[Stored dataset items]
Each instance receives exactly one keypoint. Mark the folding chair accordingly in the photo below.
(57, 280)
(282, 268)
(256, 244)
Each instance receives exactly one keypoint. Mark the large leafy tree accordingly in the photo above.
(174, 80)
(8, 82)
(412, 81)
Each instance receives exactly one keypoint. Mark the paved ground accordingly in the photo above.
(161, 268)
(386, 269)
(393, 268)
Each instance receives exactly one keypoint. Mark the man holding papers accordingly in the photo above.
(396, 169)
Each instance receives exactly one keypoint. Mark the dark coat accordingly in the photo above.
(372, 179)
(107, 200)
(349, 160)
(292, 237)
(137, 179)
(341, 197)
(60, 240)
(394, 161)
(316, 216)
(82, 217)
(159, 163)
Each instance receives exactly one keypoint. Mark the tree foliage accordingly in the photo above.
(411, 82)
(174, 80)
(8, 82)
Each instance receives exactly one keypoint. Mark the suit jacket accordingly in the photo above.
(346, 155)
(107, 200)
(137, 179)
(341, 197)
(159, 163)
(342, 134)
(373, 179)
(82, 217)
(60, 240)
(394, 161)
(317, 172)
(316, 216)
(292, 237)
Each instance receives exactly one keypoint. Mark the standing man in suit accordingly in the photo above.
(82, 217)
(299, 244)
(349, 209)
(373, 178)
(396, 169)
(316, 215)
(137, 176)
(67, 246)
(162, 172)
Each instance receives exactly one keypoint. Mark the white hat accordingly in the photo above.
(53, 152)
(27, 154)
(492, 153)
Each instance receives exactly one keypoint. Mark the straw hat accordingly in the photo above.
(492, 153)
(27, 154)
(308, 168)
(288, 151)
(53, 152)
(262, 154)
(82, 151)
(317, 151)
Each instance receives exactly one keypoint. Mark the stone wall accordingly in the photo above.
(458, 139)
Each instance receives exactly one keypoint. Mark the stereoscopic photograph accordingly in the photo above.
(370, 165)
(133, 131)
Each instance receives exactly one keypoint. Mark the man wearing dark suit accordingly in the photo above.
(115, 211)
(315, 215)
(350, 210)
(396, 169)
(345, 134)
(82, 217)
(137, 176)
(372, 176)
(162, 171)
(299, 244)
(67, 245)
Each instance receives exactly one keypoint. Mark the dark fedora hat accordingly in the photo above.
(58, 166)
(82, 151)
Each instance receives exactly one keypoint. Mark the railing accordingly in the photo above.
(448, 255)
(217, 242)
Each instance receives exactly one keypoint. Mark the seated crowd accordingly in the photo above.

- [WHAT IS EXPECTED]: Return exactly the lines from the one containing "fedora hat accordingly in the photo above." through the last line of the records above, both included, and nothing else.

- [ANSWER FOR THE TASK]:
Each instance receives exactly one keypoint. Mark the dark fedora hat accordingly in the photo above.
(58, 166)
(82, 151)
Each instance receives exactly one keypoint. Mark the railing accordingly in the photo above.
(448, 255)
(217, 242)
Each instance receives exactly one keypoint. Mark the seated crowd accordingly in the photo above.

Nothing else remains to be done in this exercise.